<<<<

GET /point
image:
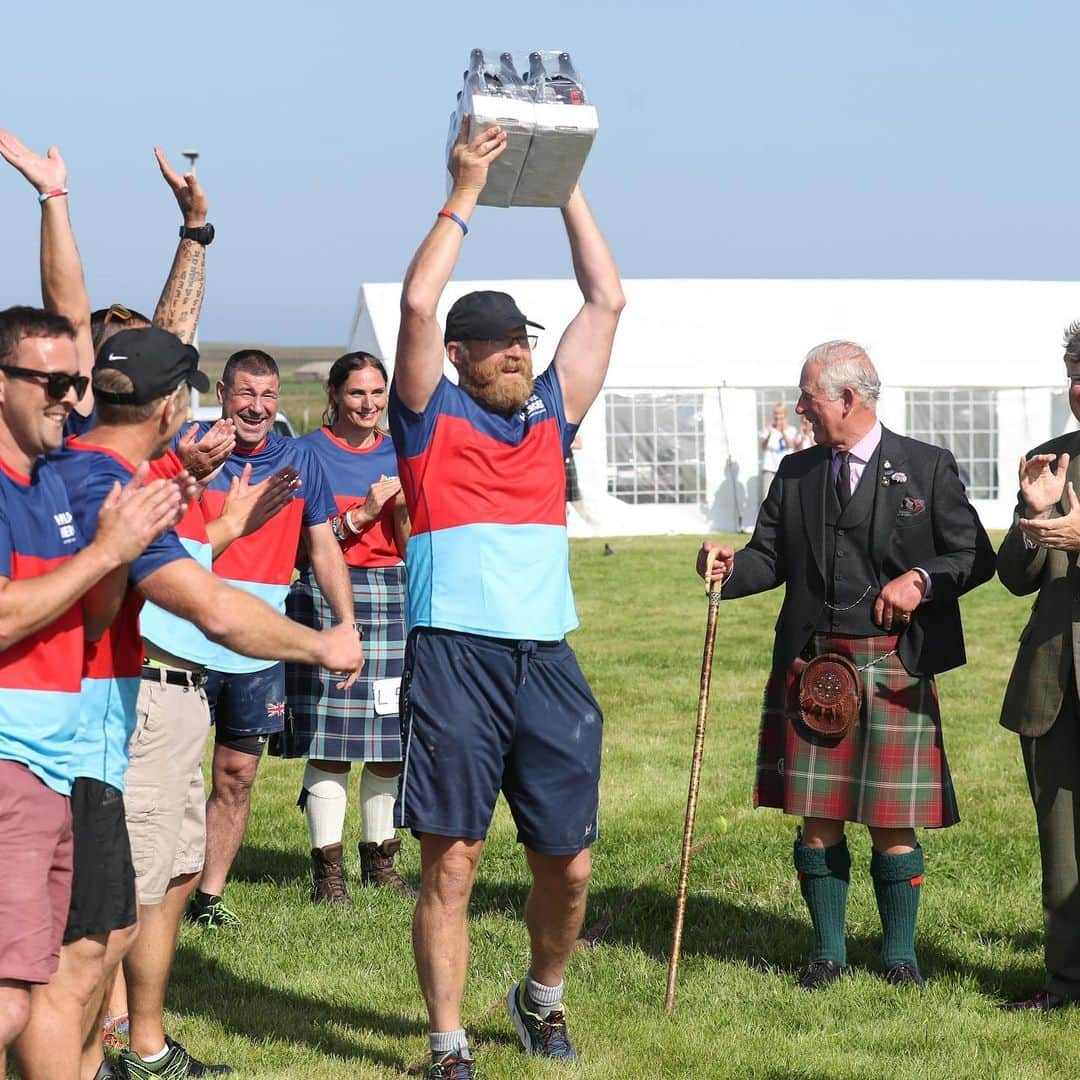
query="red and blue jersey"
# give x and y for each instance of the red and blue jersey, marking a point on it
(40, 675)
(167, 631)
(486, 496)
(262, 563)
(113, 664)
(351, 472)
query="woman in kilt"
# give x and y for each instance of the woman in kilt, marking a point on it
(329, 727)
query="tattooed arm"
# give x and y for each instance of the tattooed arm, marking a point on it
(181, 298)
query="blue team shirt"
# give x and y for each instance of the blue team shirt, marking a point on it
(40, 676)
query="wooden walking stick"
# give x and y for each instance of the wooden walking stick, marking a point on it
(713, 592)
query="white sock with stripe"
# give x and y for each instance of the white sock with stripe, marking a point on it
(377, 796)
(325, 805)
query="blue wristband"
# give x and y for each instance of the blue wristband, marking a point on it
(454, 217)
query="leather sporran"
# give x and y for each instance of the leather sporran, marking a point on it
(831, 694)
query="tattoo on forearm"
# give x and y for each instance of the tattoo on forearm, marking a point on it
(181, 298)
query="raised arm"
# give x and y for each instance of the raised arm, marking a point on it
(63, 287)
(419, 360)
(181, 298)
(582, 356)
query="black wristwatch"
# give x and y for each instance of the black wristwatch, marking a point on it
(201, 234)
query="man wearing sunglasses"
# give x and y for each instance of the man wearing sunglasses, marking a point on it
(490, 688)
(55, 593)
(142, 380)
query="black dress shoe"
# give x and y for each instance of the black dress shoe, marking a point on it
(1042, 1001)
(820, 974)
(904, 973)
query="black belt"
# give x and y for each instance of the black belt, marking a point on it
(174, 676)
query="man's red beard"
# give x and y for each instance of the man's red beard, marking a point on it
(488, 382)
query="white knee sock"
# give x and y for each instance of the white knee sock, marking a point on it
(327, 798)
(377, 796)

>>>>

■ **Given task**
Transcribe the preceding listing in its entirety and with exact wording, leaving out pictures.

■ **Answer to this problem**
GET /point
image:
query="red and blue jersey"
# give x and y for each instance of the red and blue jersey, marking a point on it
(40, 675)
(167, 631)
(486, 496)
(262, 563)
(113, 664)
(351, 472)
query="woman in kilt"
# give x and y for each instance of the woman in kilt, marking a point on it
(329, 727)
query="tattooed arm"
# give x and y for each instance of the tattooed arm, marking a point on it
(181, 298)
query="blue team shirt"
# give x and y for each instance of the blue team shirt, marking a point on it
(40, 676)
query="wooden walking stick"
# give x and y for each instance of the wooden walking stick, marking a point on it
(713, 592)
query="white sock with stripe"
# give x and y for each instance of the white sock with stripe, marking a point on it
(377, 796)
(325, 805)
query="blue wristband"
# give x and y for each instance of the blue wristband, marking a point on it
(454, 217)
query="leather sporran"
# give x and y for each instance of the leather sporran, marking a point on it
(831, 694)
query="tattoo on forearm"
# give x and y for each instance of the tattoo on forearm, marking a point on it
(181, 298)
query="raised arm"
# give x and y for each instance of the raised arm, marking a point on it
(63, 287)
(419, 360)
(181, 298)
(582, 356)
query="black wristwatch"
# give x and y for each instance of the black wristwatch, marking a point on it
(201, 234)
query="man wearing sunglasses"
# give x and y for each instance of the man wearing sunglasses, marking a point on it
(490, 688)
(55, 593)
(142, 380)
query="black dress shoe"
# give x and y for each instance of the black dress shoe, marking a point on it
(1042, 1001)
(820, 974)
(904, 973)
query="black belt"
# give x and y for each instance of the black belt, marking a point on it
(174, 676)
query="man's red beard"
# give x and y for each instance of the man's red beard, marking a point on it
(488, 382)
query="white knee sock"
# give x and y for each instance of the white knee sock, marking a point on it
(327, 798)
(377, 796)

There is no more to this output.